Objective:
Copy out the lines of the records from the one containing "Segment distant treeline from this image." through the one containing "[432,181,453,195]", both included, reproducing each line without changes.

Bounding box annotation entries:
****************
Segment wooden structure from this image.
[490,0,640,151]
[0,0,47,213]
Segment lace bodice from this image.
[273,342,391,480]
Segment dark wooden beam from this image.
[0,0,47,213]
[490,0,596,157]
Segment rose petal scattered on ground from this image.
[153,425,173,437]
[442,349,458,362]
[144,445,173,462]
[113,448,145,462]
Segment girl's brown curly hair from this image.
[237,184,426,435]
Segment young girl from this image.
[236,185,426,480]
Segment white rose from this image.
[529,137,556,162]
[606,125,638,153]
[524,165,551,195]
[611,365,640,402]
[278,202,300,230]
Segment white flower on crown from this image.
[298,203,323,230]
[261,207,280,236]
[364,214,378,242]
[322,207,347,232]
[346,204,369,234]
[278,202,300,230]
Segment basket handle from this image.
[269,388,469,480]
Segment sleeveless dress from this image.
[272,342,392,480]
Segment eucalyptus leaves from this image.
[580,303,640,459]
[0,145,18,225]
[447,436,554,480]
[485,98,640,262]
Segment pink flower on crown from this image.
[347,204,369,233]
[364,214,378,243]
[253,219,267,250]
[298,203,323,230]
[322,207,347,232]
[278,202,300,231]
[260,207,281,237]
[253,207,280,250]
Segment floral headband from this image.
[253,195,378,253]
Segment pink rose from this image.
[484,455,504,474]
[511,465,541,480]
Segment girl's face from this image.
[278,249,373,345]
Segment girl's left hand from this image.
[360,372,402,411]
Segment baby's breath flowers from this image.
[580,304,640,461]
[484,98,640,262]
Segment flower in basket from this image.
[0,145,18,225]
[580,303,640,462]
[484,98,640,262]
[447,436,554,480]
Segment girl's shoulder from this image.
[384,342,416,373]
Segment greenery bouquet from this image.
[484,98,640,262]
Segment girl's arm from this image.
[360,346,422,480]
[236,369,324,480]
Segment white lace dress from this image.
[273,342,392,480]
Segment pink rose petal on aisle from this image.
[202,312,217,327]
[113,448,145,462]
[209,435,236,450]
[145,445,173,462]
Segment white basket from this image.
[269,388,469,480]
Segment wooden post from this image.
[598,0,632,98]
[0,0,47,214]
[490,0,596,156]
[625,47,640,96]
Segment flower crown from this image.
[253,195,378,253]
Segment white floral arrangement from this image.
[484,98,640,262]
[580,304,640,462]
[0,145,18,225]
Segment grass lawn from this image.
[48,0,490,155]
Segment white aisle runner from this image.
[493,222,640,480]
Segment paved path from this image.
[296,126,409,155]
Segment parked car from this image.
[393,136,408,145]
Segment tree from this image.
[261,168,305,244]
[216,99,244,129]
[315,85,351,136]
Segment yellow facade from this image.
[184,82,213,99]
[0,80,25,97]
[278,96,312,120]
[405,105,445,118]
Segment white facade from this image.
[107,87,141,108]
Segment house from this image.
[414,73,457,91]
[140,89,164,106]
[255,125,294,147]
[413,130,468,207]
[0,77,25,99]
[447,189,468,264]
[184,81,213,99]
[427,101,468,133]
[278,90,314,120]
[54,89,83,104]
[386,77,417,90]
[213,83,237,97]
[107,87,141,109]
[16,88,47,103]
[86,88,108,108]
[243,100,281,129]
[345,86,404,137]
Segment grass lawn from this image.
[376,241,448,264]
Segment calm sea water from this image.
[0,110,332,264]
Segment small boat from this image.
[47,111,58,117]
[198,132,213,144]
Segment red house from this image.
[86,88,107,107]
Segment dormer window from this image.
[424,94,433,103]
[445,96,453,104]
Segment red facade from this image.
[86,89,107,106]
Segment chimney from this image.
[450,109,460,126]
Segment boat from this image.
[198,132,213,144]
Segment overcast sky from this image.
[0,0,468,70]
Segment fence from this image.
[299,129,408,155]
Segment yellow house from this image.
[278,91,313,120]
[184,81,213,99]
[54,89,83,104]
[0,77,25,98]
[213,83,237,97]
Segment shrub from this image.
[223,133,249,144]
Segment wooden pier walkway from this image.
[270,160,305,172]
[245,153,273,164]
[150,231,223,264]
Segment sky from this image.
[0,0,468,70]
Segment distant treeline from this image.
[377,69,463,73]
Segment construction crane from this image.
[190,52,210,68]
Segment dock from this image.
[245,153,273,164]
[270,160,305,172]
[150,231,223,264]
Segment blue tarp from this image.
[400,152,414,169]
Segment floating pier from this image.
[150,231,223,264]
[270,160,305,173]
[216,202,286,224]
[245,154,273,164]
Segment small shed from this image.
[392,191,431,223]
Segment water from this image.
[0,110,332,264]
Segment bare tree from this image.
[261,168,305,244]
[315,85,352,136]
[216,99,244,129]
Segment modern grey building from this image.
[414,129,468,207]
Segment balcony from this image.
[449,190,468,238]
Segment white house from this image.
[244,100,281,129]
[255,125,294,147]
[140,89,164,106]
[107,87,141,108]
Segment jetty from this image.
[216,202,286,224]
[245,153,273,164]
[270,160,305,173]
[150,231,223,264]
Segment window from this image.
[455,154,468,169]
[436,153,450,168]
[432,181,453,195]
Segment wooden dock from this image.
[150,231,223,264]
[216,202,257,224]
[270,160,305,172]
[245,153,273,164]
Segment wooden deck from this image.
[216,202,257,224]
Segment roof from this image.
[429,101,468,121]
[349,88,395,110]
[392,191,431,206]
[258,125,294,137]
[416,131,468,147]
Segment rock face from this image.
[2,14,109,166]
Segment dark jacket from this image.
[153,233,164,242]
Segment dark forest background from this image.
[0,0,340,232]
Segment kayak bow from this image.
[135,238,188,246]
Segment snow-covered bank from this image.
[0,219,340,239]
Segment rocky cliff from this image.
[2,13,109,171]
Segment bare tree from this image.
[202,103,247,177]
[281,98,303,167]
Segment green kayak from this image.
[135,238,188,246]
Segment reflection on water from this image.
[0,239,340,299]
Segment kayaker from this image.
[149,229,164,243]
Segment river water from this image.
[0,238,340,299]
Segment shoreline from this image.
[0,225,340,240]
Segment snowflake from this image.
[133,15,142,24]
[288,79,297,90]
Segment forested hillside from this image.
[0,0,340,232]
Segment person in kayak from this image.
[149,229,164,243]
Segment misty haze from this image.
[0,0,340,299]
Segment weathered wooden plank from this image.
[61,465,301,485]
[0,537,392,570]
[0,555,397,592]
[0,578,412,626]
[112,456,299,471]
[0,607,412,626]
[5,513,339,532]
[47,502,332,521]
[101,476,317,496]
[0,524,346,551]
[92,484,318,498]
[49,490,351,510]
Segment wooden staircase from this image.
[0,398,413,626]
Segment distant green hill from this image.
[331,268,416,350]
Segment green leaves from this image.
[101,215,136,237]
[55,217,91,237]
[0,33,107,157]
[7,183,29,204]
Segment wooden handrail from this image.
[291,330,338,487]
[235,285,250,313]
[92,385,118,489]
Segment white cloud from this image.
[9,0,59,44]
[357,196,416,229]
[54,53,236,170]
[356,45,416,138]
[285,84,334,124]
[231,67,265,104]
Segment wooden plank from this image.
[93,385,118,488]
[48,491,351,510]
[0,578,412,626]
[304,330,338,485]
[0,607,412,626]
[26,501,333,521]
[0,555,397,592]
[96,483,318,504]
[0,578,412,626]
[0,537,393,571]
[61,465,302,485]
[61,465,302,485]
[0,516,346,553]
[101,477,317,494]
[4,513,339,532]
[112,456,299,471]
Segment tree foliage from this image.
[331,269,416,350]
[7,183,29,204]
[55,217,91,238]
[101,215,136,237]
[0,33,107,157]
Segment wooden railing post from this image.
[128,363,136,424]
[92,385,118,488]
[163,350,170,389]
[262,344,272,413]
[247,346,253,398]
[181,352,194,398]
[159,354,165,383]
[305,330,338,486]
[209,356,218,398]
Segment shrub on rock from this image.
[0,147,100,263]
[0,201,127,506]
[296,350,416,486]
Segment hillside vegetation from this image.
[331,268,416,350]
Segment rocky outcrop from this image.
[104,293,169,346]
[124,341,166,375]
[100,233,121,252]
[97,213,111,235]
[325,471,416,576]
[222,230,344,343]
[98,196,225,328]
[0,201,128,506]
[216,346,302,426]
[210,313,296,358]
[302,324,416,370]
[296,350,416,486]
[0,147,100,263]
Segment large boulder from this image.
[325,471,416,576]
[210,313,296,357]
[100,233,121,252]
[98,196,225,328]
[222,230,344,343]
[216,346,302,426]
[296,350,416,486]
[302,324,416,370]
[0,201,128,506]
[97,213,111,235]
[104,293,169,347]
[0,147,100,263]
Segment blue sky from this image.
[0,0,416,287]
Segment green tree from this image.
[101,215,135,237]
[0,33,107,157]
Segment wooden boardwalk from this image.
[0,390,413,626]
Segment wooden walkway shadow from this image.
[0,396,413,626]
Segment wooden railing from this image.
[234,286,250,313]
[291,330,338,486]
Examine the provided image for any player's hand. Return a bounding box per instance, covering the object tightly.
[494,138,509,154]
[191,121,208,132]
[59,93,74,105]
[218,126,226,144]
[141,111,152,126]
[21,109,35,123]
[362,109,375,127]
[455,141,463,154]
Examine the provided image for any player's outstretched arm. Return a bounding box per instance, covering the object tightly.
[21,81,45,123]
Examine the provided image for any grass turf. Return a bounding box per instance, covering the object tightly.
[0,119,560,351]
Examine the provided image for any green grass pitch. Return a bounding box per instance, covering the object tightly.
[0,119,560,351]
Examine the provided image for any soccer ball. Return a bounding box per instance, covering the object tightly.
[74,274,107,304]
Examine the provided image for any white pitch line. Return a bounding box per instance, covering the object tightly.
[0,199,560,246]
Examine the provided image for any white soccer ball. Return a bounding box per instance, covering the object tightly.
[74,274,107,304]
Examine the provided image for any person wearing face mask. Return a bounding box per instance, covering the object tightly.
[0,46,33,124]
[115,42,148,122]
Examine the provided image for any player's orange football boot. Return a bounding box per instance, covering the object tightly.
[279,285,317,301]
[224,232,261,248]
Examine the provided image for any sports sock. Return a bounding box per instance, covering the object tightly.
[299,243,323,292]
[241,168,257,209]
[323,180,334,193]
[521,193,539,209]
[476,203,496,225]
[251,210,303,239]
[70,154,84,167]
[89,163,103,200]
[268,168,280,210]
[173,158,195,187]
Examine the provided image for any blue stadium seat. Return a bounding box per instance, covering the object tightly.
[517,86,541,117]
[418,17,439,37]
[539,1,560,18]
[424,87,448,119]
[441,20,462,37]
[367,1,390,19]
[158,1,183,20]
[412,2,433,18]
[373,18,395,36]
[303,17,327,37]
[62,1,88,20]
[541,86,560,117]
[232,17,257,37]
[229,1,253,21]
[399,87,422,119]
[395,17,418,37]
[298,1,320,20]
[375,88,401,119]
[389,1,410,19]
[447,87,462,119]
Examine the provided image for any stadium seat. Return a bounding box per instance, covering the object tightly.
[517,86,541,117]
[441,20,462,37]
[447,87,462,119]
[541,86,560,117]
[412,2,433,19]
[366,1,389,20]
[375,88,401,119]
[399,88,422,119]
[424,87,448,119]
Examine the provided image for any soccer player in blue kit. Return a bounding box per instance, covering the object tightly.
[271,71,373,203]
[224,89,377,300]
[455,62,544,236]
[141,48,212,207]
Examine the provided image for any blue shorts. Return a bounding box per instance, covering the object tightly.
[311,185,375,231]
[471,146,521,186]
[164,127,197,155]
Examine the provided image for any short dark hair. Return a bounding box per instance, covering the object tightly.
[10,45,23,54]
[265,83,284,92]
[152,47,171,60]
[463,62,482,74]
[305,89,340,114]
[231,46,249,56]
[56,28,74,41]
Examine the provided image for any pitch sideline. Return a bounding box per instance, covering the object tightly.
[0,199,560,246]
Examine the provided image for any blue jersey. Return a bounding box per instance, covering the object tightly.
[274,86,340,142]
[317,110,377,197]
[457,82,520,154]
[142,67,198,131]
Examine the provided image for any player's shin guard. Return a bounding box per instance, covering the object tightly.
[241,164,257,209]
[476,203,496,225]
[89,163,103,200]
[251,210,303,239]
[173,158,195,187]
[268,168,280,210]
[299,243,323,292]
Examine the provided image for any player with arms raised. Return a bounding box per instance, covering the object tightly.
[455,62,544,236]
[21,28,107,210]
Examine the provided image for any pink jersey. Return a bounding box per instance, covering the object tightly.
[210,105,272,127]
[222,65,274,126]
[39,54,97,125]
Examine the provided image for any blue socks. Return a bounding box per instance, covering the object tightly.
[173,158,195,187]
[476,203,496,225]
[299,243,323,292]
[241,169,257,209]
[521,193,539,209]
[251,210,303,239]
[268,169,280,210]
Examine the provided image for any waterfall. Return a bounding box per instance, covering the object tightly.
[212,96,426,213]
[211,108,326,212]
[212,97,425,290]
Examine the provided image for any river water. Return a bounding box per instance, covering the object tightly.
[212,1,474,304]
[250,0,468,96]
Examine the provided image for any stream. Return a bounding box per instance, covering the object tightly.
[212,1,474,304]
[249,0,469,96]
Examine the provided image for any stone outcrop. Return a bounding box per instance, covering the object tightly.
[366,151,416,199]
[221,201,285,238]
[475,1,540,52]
****************
Answer for the task:
Segment distant treeline from this image.
[377,69,463,73]
Segment construction crane from this image.
[190,52,210,68]
Segment dock from this image.
[245,153,273,164]
[270,160,305,172]
[150,231,223,264]
Segment blue tarp from this image.
[400,152,414,169]
Segment floating pier from this image.
[150,231,223,264]
[270,160,305,173]
[216,202,286,224]
[245,154,273,164]
Segment small shed from this image.
[392,191,431,223]
Segment water from this image.
[0,110,332,264]
Segment bare tree from this image.
[261,168,305,244]
[315,85,352,136]
[216,99,244,129]
Segment modern grey building from this image.
[414,129,468,207]
Segment balcony from this image.
[449,190,468,238]
Segment white house from this image.
[244,100,281,129]
[255,125,294,147]
[140,89,164,106]
[107,87,141,108]
Segment jetty from this image.
[216,202,286,224]
[245,153,273,164]
[270,160,305,173]
[150,231,223,264]
Segment window from this image.
[455,154,468,169]
[436,153,450,168]
[432,181,453,195]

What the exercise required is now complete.